• **Goal of the exercise**
Recast the material below as a Markdown table with the columns Row and Line, one numbered row per line, skipping blank lines. Leave the pictures out of the answer.

* Start *

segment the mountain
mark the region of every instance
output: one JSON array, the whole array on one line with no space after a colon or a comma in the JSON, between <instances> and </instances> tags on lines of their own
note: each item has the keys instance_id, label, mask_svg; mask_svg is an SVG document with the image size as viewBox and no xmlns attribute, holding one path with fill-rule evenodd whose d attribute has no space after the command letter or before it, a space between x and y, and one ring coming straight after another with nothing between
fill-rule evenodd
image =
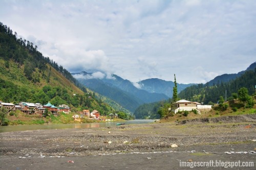
<instances>
[{"instance_id":1,"label":"mountain","mask_svg":"<svg viewBox=\"0 0 256 170\"><path fill-rule=\"evenodd\" d=\"M213 80L211 80L211 81L208 82L208 84L209 86L212 86L214 85L220 84L222 82L223 83L228 82L231 80L234 80L236 78L240 77L245 72L245 71L253 70L255 67L256 62L251 64L245 70L239 72L237 74L223 74L220 76L218 76L215 78Z\"/></svg>"},{"instance_id":2,"label":"mountain","mask_svg":"<svg viewBox=\"0 0 256 170\"><path fill-rule=\"evenodd\" d=\"M72 110L97 110L102 114L114 109L78 82L62 66L45 57L29 41L0 22L0 101L58 106Z\"/></svg>"},{"instance_id":3,"label":"mountain","mask_svg":"<svg viewBox=\"0 0 256 170\"><path fill-rule=\"evenodd\" d=\"M115 75L101 79L93 78L93 73L86 71L72 73L81 84L105 95L132 112L143 103L164 100L168 98L164 94L150 93L137 88L132 83Z\"/></svg>"},{"instance_id":4,"label":"mountain","mask_svg":"<svg viewBox=\"0 0 256 170\"><path fill-rule=\"evenodd\" d=\"M169 98L173 97L173 90L174 82L154 78L146 79L138 82L141 89L151 93L163 93ZM179 84L177 83L178 93L184 90L186 87L195 84Z\"/></svg>"},{"instance_id":5,"label":"mountain","mask_svg":"<svg viewBox=\"0 0 256 170\"><path fill-rule=\"evenodd\" d=\"M230 75L227 74L218 76L205 84L199 84L188 87L180 92L178 97L188 101L202 102L205 104L209 103L213 104L218 102L220 96L225 96L226 90L227 99L231 99L232 93L237 93L238 90L243 87L248 89L249 94L255 93L256 62L251 64L246 70L240 71L238 74L231 75L231 76L229 76ZM236 76L233 76L233 75ZM224 78L228 79L228 82L221 82L221 80ZM213 82L218 82L218 80L219 83L213 85ZM227 81L226 79L225 80ZM159 109L165 108L169 103L170 101L165 101L144 104L136 109L134 115L136 118L145 118L150 116L152 118L159 118Z\"/></svg>"},{"instance_id":6,"label":"mountain","mask_svg":"<svg viewBox=\"0 0 256 170\"><path fill-rule=\"evenodd\" d=\"M219 81L214 85L210 85L210 83L207 83L187 87L180 92L178 96L181 99L207 104L211 102L216 103L220 96L225 99L226 92L227 99L231 97L232 93L237 93L242 87L246 88L249 95L255 93L256 62L251 64L246 70L234 75L237 77L233 79L231 79L232 76L228 76L229 75L221 75L215 79L221 80L220 78L226 78L227 79L229 79L228 82L226 80L224 82Z\"/></svg>"}]
</instances>

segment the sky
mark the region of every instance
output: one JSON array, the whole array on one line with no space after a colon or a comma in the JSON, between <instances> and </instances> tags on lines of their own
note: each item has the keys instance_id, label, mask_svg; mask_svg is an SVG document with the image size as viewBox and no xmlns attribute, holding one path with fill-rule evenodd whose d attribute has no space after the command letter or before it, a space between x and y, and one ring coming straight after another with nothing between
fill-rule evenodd
<instances>
[{"instance_id":1,"label":"sky","mask_svg":"<svg viewBox=\"0 0 256 170\"><path fill-rule=\"evenodd\" d=\"M71 72L205 83L256 61L254 0L0 0L0 22Z\"/></svg>"}]
</instances>

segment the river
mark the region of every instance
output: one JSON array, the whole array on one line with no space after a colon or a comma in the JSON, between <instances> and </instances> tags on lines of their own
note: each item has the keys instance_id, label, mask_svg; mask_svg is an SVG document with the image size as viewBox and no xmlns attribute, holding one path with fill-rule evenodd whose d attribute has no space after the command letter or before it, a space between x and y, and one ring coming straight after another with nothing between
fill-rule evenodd
<instances>
[{"instance_id":1,"label":"river","mask_svg":"<svg viewBox=\"0 0 256 170\"><path fill-rule=\"evenodd\" d=\"M152 119L135 119L125 122L107 122L104 123L69 124L50 124L50 125L9 125L1 126L0 133L7 132L15 132L27 130L35 130L38 129L80 129L90 128L100 128L111 126L116 126L116 124L125 123L125 124L148 124L154 122Z\"/></svg>"}]
</instances>

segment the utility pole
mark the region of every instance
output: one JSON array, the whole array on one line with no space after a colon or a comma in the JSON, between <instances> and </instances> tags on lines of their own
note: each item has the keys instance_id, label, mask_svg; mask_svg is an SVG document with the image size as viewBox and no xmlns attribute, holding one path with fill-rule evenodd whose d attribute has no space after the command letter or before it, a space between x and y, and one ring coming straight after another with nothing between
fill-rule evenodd
<instances>
[{"instance_id":1,"label":"utility pole","mask_svg":"<svg viewBox=\"0 0 256 170\"><path fill-rule=\"evenodd\" d=\"M227 101L227 89L226 89L226 91L225 91L225 102L226 102Z\"/></svg>"}]
</instances>

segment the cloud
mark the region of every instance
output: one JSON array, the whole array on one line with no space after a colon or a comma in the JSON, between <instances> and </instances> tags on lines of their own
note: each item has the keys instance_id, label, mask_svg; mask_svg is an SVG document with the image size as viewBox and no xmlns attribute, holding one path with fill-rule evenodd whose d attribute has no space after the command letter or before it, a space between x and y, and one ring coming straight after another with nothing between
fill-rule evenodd
<instances>
[{"instance_id":1,"label":"cloud","mask_svg":"<svg viewBox=\"0 0 256 170\"><path fill-rule=\"evenodd\" d=\"M143 86L143 84L139 84L137 82L133 82L132 83L133 85L138 89L141 89L141 87L142 87L142 86Z\"/></svg>"},{"instance_id":2,"label":"cloud","mask_svg":"<svg viewBox=\"0 0 256 170\"><path fill-rule=\"evenodd\" d=\"M0 6L1 22L71 72L135 82L173 81L175 73L179 83L203 83L255 62L254 1L19 0Z\"/></svg>"},{"instance_id":3,"label":"cloud","mask_svg":"<svg viewBox=\"0 0 256 170\"><path fill-rule=\"evenodd\" d=\"M82 73L77 74L74 75L74 77L76 79L114 79L116 78L112 75L108 75L106 74L102 73L100 71L96 71L92 74L88 74L87 75L84 75Z\"/></svg>"}]
</instances>

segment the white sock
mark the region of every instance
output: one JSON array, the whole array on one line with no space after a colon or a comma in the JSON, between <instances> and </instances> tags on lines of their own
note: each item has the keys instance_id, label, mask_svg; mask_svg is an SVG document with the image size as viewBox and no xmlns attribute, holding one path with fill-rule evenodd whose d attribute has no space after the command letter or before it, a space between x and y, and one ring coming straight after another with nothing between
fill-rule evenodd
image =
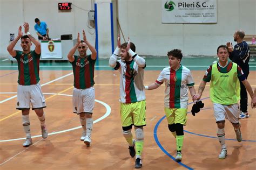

* End *

• **Correct output**
| Row | Line |
|---|---|
| 1 | segment the mountain |
| 2 | mark the region of every instance |
| 3 | output: one JSON array, the whole array on one line with no space after a colon or a comma in the JSON, between <instances> and </instances> tags on lines of their own |
| 4 | note: each item has the keys instance_id, label, mask_svg; mask_svg is an SVG document with the image size as viewBox and no xmlns attribute, holding one path with fill-rule evenodd whose d attribute has no space after the command letter or before it, a space between x and y, and one ring coming straight after another with nothing between |
| 5 | fill-rule evenodd |
| 6 | image = |
| 7 | <instances> |
| 8 | [{"instance_id":1,"label":"mountain","mask_svg":"<svg viewBox=\"0 0 256 170\"><path fill-rule=\"evenodd\" d=\"M213 80L211 80L211 81L208 82L208 84L209 86L212 86L214 85L220 84L222 82L223 83L228 82L231 80L234 80L236 78L240 77L245 72L245 71L253 70L255 67L256 62L251 64L245 70L239 72L237 74L223 74L220 76L218 76L215 78Z\"/></svg>"},{"instance_id":2,"label":"mountain","mask_svg":"<svg viewBox=\"0 0 256 170\"><path fill-rule=\"evenodd\" d=\"M72 110L97 110L102 114L114 109L78 82L62 66L45 57L29 41L0 22L0 101L58 106Z\"/></svg>"},{"instance_id":3,"label":"mountain","mask_svg":"<svg viewBox=\"0 0 256 170\"><path fill-rule=\"evenodd\" d=\"M115 75L101 79L93 78L93 73L86 71L72 73L81 84L105 95L132 112L143 103L164 100L168 98L164 94L150 93L137 88L132 83Z\"/></svg>"},{"instance_id":4,"label":"mountain","mask_svg":"<svg viewBox=\"0 0 256 170\"><path fill-rule=\"evenodd\" d=\"M169 98L173 97L173 90L174 82L154 78L146 79L138 82L141 89L151 93L163 93ZM179 84L177 83L178 93L184 90L186 87L195 84Z\"/></svg>"},{"instance_id":5,"label":"mountain","mask_svg":"<svg viewBox=\"0 0 256 170\"><path fill-rule=\"evenodd\" d=\"M230 75L227 74L218 76L205 84L199 84L188 87L180 92L178 97L188 101L202 102L205 104L209 103L213 104L218 102L220 96L225 96L226 90L227 99L231 99L232 93L237 93L238 90L243 87L248 89L249 94L255 93L256 62L251 64L246 70L240 71L238 74L231 75L231 76L229 76ZM236 76L233 76L233 75ZM224 78L228 79L228 82L221 82L221 80ZM213 82L218 82L218 80L219 83L213 85ZM227 81L226 79L225 80ZM159 109L165 108L169 103L170 101L165 101L144 104L136 109L134 115L136 118L145 118L150 116L152 118L159 118Z\"/></svg>"},{"instance_id":6,"label":"mountain","mask_svg":"<svg viewBox=\"0 0 256 170\"><path fill-rule=\"evenodd\" d=\"M219 81L214 85L210 85L210 83L207 83L187 87L180 92L178 96L181 99L207 104L211 102L216 103L220 96L225 99L226 92L227 99L231 97L232 93L237 93L242 87L246 88L249 95L255 93L256 62L251 64L246 70L234 75L237 77L233 79L231 79L232 76L228 76L229 75L221 75L215 79L221 80L220 78L226 78L227 79L229 79L228 82L226 80L224 82Z\"/></svg>"}] |
| 9 | </instances> |
| 10 | segment the sky |
| 11 | mark the region of every instance |
| 12 | output: one JSON array, the whole array on one line with no space after a colon or a comma in the JSON, between <instances> and </instances> tags on lines of their own |
| 13 | note: each item has the keys instance_id, label, mask_svg; mask_svg is an SVG document with the image size as viewBox and no xmlns attribute, holding one path with fill-rule evenodd whose d attribute has no space after the command letter or before it, a space between x and y, and one ring coming straight after another with nothing between |
| 14 | fill-rule evenodd |
| 15 | <instances> |
| 16 | [{"instance_id":1,"label":"sky","mask_svg":"<svg viewBox=\"0 0 256 170\"><path fill-rule=\"evenodd\" d=\"M71 72L205 83L256 61L254 0L0 0L0 22Z\"/></svg>"}] |
| 17 | </instances> |
| 18 | segment the river |
| 19 | mark the region of every instance |
| 20 | output: one JSON array, the whole array on one line with no space after a colon or a comma in the JSON, between <instances> and </instances> tags on lines of their own |
| 21 | note: each item has the keys instance_id, label, mask_svg; mask_svg is an SVG document with the image size as viewBox and no xmlns attribute, holding one path with fill-rule evenodd whose d attribute has no space after the command letter or before it, a space between x and y, and one ring coming straight after another with nothing between |
| 22 | fill-rule evenodd |
| 23 | <instances> |
| 24 | [{"instance_id":1,"label":"river","mask_svg":"<svg viewBox=\"0 0 256 170\"><path fill-rule=\"evenodd\" d=\"M152 119L135 119L125 122L107 122L104 123L69 124L50 124L50 125L9 125L1 126L0 133L7 132L15 132L27 130L35 130L38 129L80 129L90 128L100 128L111 126L116 126L116 124L125 123L125 124L148 124L154 122Z\"/></svg>"}] |
| 25 | </instances> |
| 26 | segment the utility pole |
| 27 | mark the region of every instance |
| 28 | output: one JSON array, the whole array on one line with no space after a colon or a comma in the JSON, between <instances> and </instances> tags on lines of their own |
| 29 | note: each item has the keys instance_id, label, mask_svg; mask_svg is an SVG document with the image size as viewBox and no xmlns attribute, holding one path with fill-rule evenodd whose d attribute has no space after the command letter or before it, a space between x and y, and one ring coming straight after another with nothing between |
| 30 | fill-rule evenodd |
| 31 | <instances> |
| 32 | [{"instance_id":1,"label":"utility pole","mask_svg":"<svg viewBox=\"0 0 256 170\"><path fill-rule=\"evenodd\" d=\"M227 101L227 89L226 89L226 91L225 91L225 102L226 102Z\"/></svg>"}] |
| 33 | </instances> |
| 34 | segment the cloud |
| 35 | mark the region of every instance |
| 36 | output: one JSON array, the whole array on one line with no space after a colon or a comma in the JSON, between <instances> and </instances> tags on lines of their own |
| 37 | note: each item has the keys instance_id, label, mask_svg; mask_svg is an SVG document with the image size as viewBox and no xmlns attribute, holding one path with fill-rule evenodd whose d attribute has no space after the command letter or before it, a space between x and y, and one ring coming straight after another with nothing between |
| 38 | fill-rule evenodd |
| 39 | <instances> |
| 40 | [{"instance_id":1,"label":"cloud","mask_svg":"<svg viewBox=\"0 0 256 170\"><path fill-rule=\"evenodd\" d=\"M143 86L143 84L139 84L137 82L133 82L132 83L133 85L138 89L141 89L141 87L142 87L142 86Z\"/></svg>"},{"instance_id":2,"label":"cloud","mask_svg":"<svg viewBox=\"0 0 256 170\"><path fill-rule=\"evenodd\" d=\"M0 6L1 22L71 72L135 82L173 81L175 73L179 83L203 83L255 62L254 1L19 0Z\"/></svg>"},{"instance_id":3,"label":"cloud","mask_svg":"<svg viewBox=\"0 0 256 170\"><path fill-rule=\"evenodd\" d=\"M82 73L77 74L74 75L74 77L76 79L114 79L116 78L112 75L108 75L106 74L102 73L100 71L96 71L92 74L88 74L87 75L84 75Z\"/></svg>"}] |
| 41 | </instances> |
| 42 | segment the white sock |
| 43 | mark the region of every instance |
| 44 | output: one JSON array, the whole array on one line with no space after a colon or a comma in the JSON, between <instances> and </instances> tags on lines of their own |
| 45 | note: each item has the keys instance_id, label, mask_svg; mask_svg is an SVG document with the image size as viewBox and no xmlns attribute, holding one path with fill-rule evenodd whose d attribute has no space after the command letter or before it, a space between x and y, and one ring coming straight after another with nothing between |
| 46 | fill-rule evenodd |
| 47 | image = |